Reduced prison term for man who said years of father’s abuse drove him to murder

A prison sentence far below state guidelines was given to a New Prague man who killed his father after he told a judge that years of physical and emotional abuse upon him and his mother prompted him to end the torment with a single gunshot.

Austin J. Herbst, 27, of New Prague, was sentenced by Scott County District Judge Carrie Lennon to a 12½-year term in connection with the death of 57-year-old Gary A. Herbst, whose bullet-punctured skull was sniffed out by a dog in December 2017 south of Barron, Wis., and brought back to its owner's home.

Sentencing guidelines called for a term ranging from 21¾ to 30½ years. Prosecutors argued for the maximum, which would have kept Herbst locked up for about 20 years.

Instead, with credit for time in jail since his arrest in November, Herbst will serve about 7¾ years in prison and the balance on supervised release after pleading guilty to second-degree intentional murder.

========================

TASK LIST.
1) Rewrite the part of the article on the reduced prison sentence from "Reduced prison term" up to and including "its owner's home.", changing "dog" to "hound".
2) List every person named in full in the article on the reduced prison sentence.
3) Pick up the article on the reduced prison sentence after its final sentence and write what follows.

EXTRACTED ENTRIES.
========================

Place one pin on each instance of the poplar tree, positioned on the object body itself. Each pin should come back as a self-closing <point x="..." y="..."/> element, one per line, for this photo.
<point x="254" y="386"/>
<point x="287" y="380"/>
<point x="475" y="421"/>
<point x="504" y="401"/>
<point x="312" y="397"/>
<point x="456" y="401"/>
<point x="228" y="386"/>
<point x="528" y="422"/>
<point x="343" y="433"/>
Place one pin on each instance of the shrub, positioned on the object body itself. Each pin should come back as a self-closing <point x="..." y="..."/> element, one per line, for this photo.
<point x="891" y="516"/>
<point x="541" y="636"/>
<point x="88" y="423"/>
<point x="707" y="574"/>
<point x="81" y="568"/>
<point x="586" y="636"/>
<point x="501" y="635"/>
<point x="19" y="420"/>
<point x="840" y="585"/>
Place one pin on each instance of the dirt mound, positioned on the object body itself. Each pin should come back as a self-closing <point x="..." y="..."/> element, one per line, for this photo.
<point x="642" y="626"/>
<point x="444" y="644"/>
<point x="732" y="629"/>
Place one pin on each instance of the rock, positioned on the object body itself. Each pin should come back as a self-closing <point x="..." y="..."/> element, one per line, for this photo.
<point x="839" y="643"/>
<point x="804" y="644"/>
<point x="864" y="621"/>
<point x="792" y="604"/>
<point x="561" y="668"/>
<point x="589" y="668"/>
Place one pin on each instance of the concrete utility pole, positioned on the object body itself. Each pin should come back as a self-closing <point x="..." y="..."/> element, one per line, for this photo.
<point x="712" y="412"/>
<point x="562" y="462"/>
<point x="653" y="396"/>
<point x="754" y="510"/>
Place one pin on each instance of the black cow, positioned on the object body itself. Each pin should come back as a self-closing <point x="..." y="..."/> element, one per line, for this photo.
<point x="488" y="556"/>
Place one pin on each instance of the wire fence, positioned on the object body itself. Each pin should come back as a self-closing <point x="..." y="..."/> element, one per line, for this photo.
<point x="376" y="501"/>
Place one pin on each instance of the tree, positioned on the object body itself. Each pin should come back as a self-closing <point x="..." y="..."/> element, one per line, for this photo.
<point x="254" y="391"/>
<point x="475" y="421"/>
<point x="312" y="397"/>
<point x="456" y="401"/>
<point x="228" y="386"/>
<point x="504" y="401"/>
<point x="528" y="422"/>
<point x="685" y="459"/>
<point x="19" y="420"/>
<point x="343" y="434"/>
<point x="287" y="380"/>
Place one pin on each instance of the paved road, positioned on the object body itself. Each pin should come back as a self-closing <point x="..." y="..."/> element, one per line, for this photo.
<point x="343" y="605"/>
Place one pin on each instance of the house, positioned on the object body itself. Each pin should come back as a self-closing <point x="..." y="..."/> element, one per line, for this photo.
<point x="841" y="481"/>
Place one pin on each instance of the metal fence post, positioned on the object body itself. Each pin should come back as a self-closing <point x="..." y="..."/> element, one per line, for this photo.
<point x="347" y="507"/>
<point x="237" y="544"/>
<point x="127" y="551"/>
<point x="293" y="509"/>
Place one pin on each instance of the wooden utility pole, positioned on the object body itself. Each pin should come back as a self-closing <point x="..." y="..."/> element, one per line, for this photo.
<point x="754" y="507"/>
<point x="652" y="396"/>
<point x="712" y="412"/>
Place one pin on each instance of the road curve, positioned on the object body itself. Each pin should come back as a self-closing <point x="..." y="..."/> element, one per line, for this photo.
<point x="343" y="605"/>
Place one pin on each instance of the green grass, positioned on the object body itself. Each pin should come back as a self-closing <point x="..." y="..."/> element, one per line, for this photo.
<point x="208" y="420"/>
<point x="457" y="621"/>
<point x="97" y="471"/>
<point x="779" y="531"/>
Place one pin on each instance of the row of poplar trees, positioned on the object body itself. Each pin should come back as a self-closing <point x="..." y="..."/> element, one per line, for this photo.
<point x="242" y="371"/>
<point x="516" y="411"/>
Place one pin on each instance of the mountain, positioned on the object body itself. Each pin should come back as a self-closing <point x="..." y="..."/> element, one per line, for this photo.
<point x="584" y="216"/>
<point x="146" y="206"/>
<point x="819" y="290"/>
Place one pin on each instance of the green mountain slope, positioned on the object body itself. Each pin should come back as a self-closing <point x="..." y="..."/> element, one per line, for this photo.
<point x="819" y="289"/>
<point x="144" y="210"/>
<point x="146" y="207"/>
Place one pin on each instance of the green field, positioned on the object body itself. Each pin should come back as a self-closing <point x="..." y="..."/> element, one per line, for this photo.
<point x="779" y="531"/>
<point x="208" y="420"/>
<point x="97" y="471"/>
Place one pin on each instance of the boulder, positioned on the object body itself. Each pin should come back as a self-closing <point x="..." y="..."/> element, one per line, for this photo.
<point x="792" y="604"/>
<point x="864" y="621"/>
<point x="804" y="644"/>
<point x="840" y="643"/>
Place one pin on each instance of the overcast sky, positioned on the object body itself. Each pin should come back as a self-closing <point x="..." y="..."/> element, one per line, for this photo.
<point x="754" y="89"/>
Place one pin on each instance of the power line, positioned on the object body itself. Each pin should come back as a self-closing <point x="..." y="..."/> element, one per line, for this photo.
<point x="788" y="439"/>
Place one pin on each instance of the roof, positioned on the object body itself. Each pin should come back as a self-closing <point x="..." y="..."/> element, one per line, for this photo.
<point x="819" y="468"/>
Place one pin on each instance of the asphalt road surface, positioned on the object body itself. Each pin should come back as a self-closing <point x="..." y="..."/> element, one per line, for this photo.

========================

RESPONSE LIST.
1)
Reduced prison term for man who said years of father’s abuse drove him to murder

A prison sentence far below state guidelines was given to a New Prague man who killed his father after he told a judge that years of physical and emotional abuse upon him and his mother prompted him to end the torment with a single gunshot.

Austin J. Herbst, 27, of New Prague, was sentenced by Scott County District Judge Carrie Lennon to a 12½-year term in connection with the death of 57-year-old Gary A. Herbst, whose bullet-punctured skull was sniffed out by a hound in December 2017 south of Barron, Wis., and brought back to its owner's home.

2) Austin J. Herbst, Carrie Lennon, Gary A. Herbst

3)
"To this day, I believe he was going to kill her that night," Austin Herbst is quoted in a presentence defense argument filed one day before the judge chose Friday to depart from state guidelines. "If I would have stood aside, my mom would be dead. I knew what I did, and why I did it, and to this day I am confident that my decisions were justified."

Gary Herbst was killed in the family's home in Elko New Market by Austin Herbst on July 6, 2013. The body remained in the home until mid-August of that year, when the mother and son hauled it out after dark and dumped it in the woods near Barron, Wis.

Herbst's mother, 63-year-old Connie L. Herbst, remains jailed charged with aiding and abetting second-degree murder and is due back in court before Judge Colleen King on July 14.

The son went on to explain in the defense filing that he took his father's handgun from under the couch where he slept and shot him in the back of the head in order to free his mother "from a prison, and I put her back in one. ... I am really hoping she gets a reduced sentence. It wasn't her fault. She was just trying to protect me, and I was trying to protect her."

The defense argument revealed many accusations spanning years of Gary Herbst being a "cruel, dangerous bully to his wife and son."

Gary Herbst threatened many times to kill his wife over their 30 years of marriage. Also, the son alleged, his mother wasn't allowed to have any friends nor allowed to speak with family.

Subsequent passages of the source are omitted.